Records excerpted from a collection
★ ★ ★ ★ ★

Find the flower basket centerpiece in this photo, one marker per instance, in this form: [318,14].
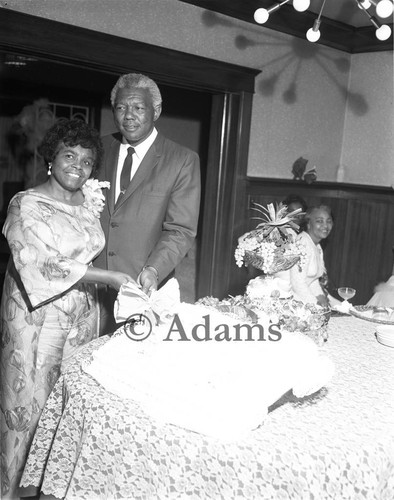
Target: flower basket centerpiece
[272,246]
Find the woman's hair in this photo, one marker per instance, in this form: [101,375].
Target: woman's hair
[136,80]
[295,198]
[73,132]
[312,209]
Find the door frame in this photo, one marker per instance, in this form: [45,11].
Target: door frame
[231,87]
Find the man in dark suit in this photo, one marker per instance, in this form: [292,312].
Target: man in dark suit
[151,212]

★ ★ ★ ★ ★

EXERCISE PROMPT →
Quote each record exactly as it stands, minus the pictures.

SOLUTION TO THE EXERCISE →
Find the flower basket centerpiece in this photo, one marker per instance, in this form: [318,14].
Target: flower basket centerpiece
[272,246]
Find the woman's hair in this photo, one marker per instance, in this form: [101,375].
Target: woman's hair
[136,80]
[295,198]
[73,132]
[312,209]
Find the door frame in this photo, one marker per instance, in this form: [45,11].
Target: door frame
[231,87]
Find the man in dark suit in this photo, one marker per instance, in this form: [292,312].
Target: man in dark suit
[151,212]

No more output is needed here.